begin DATA ROWS
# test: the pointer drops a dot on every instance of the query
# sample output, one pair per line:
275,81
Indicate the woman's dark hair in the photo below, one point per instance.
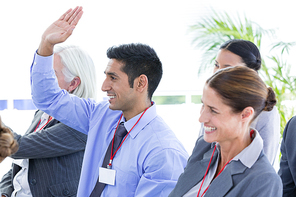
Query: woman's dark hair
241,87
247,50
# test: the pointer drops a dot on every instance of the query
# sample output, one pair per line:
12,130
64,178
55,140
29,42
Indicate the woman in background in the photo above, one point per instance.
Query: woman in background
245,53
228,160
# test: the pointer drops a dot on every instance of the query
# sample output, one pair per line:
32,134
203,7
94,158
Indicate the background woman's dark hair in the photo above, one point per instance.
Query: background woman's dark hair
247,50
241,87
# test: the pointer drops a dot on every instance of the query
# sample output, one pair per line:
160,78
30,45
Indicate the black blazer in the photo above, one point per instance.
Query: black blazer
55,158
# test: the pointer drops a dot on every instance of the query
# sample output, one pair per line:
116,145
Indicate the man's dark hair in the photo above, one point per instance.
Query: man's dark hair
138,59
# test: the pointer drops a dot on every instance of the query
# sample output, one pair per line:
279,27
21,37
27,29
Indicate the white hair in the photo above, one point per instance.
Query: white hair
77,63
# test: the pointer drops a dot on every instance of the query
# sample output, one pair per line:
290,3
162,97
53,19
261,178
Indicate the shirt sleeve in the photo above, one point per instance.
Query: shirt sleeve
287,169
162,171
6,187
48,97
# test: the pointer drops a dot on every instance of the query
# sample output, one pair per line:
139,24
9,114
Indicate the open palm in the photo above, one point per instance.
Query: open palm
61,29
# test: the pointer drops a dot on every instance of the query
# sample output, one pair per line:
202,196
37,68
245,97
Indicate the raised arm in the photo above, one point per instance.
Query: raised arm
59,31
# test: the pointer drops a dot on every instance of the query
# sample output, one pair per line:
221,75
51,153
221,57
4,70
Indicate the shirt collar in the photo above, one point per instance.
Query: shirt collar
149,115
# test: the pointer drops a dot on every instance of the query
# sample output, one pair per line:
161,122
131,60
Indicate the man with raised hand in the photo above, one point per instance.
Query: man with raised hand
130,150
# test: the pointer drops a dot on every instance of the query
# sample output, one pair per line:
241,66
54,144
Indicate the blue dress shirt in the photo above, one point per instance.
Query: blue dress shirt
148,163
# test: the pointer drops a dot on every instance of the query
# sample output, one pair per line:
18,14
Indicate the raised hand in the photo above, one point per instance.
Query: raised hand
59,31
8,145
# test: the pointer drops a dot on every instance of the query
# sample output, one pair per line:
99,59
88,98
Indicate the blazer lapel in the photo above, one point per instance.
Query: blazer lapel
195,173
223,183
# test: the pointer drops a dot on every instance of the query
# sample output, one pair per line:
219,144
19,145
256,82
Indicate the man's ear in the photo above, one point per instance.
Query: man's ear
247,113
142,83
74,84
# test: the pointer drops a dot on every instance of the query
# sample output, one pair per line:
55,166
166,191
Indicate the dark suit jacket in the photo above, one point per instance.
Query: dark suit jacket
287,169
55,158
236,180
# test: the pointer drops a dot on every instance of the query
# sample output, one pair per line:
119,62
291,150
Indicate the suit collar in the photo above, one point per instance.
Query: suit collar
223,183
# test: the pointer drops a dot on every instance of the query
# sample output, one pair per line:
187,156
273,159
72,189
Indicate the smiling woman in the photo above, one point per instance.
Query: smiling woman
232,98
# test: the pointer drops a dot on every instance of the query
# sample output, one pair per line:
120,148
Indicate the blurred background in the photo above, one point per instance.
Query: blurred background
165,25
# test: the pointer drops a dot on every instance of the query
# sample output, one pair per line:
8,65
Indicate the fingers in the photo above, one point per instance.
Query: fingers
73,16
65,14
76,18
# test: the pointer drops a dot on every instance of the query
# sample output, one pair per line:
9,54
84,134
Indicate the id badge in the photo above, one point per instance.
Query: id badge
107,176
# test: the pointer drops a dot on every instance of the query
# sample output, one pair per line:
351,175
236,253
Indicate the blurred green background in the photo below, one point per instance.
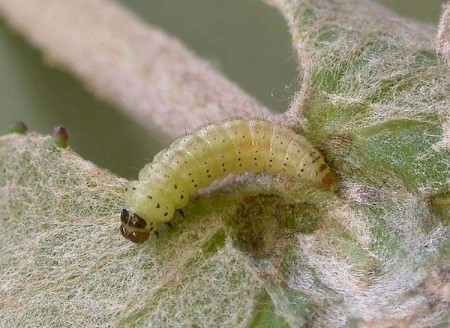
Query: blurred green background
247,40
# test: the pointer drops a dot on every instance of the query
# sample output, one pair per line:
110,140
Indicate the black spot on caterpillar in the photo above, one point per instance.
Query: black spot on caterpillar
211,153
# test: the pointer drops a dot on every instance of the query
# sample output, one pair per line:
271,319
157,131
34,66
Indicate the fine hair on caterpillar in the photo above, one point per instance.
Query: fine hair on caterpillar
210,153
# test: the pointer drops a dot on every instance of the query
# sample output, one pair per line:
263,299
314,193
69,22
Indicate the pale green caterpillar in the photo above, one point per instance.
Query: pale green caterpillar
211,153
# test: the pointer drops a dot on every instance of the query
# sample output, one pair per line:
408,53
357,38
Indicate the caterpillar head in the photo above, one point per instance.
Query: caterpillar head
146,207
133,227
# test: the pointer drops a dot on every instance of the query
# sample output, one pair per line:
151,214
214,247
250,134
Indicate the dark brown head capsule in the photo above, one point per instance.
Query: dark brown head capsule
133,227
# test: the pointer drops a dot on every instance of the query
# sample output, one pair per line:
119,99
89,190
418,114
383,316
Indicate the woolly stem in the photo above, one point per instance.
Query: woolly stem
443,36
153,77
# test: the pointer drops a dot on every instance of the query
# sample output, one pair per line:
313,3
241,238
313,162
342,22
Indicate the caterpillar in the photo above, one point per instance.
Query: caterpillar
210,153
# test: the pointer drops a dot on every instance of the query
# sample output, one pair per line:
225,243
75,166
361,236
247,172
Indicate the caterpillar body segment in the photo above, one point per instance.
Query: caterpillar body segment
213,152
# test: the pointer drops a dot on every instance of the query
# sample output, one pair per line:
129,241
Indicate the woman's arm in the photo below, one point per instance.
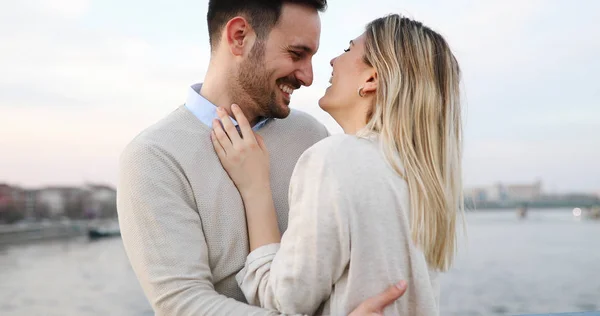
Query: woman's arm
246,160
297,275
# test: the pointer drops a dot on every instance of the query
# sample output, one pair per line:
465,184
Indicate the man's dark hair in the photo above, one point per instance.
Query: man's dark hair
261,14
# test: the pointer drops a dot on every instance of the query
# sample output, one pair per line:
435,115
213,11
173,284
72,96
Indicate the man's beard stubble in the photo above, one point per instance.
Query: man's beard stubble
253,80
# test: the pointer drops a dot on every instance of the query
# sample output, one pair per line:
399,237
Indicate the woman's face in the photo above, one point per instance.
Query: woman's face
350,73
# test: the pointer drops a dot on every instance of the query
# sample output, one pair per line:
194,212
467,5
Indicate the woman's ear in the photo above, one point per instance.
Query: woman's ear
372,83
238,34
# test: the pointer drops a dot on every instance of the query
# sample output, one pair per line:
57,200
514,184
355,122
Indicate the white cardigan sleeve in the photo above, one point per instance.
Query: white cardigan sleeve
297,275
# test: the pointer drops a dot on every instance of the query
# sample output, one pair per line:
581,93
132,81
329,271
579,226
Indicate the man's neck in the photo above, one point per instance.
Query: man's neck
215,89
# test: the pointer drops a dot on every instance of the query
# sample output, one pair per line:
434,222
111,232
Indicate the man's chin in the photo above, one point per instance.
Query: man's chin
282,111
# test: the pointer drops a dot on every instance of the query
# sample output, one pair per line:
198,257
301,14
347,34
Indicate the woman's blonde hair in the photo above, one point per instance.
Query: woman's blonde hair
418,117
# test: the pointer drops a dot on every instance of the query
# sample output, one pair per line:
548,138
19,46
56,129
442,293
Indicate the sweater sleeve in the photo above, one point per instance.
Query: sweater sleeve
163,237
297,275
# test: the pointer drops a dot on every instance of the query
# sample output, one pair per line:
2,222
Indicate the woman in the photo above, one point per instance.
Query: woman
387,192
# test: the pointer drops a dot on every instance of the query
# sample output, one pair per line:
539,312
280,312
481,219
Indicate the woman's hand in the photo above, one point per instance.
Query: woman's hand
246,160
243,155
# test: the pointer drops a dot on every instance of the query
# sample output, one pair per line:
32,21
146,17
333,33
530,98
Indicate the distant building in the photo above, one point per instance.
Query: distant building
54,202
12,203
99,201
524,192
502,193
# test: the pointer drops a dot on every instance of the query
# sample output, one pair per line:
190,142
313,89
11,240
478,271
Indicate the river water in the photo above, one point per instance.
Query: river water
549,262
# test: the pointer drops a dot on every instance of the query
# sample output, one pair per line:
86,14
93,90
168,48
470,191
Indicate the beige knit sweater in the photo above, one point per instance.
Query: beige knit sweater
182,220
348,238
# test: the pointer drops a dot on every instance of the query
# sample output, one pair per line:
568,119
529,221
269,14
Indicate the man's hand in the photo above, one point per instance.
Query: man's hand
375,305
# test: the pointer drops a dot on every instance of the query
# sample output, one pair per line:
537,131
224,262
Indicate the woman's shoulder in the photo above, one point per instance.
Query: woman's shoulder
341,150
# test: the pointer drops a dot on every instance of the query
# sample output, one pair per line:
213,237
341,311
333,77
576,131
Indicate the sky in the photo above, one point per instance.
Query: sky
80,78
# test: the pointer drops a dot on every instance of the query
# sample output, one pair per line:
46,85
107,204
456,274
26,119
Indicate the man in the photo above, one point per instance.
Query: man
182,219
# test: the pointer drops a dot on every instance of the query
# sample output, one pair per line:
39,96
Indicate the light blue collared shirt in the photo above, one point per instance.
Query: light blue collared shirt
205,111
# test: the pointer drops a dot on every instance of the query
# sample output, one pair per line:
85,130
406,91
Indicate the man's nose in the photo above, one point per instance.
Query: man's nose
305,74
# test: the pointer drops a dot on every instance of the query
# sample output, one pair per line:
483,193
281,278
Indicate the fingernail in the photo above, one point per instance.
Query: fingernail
end DATA ROWS
● **DO THIS**
In the data above, count how many lines contain the word "river". Give only the number.

● **FULL RESPONSE**
2